[Stored data]
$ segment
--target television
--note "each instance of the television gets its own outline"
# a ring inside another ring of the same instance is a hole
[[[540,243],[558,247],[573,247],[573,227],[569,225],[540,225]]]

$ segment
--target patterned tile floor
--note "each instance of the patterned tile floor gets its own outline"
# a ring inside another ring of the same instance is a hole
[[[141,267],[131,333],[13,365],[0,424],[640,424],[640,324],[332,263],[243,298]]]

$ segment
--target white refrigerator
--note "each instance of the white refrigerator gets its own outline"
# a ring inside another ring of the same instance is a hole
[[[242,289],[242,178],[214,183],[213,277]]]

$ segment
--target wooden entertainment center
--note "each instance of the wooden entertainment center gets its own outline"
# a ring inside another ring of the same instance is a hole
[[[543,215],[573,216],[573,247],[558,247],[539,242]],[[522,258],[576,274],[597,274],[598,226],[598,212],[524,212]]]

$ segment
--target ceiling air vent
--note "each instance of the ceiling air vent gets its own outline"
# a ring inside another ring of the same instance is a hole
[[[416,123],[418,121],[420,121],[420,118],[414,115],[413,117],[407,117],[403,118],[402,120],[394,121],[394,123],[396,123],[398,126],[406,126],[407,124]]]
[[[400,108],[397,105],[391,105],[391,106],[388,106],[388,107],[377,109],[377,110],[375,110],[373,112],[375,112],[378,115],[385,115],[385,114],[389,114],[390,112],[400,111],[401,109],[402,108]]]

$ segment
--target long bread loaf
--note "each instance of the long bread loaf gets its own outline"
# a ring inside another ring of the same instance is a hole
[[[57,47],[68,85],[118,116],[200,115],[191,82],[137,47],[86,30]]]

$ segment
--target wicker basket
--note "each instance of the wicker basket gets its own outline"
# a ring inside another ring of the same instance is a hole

== The problem ==
Search the data above for lines holding "refrigerator" and copy each of them.

== Written answer ==
--target white refrigerator
--note "each instance of the white refrigerator gets its own outline"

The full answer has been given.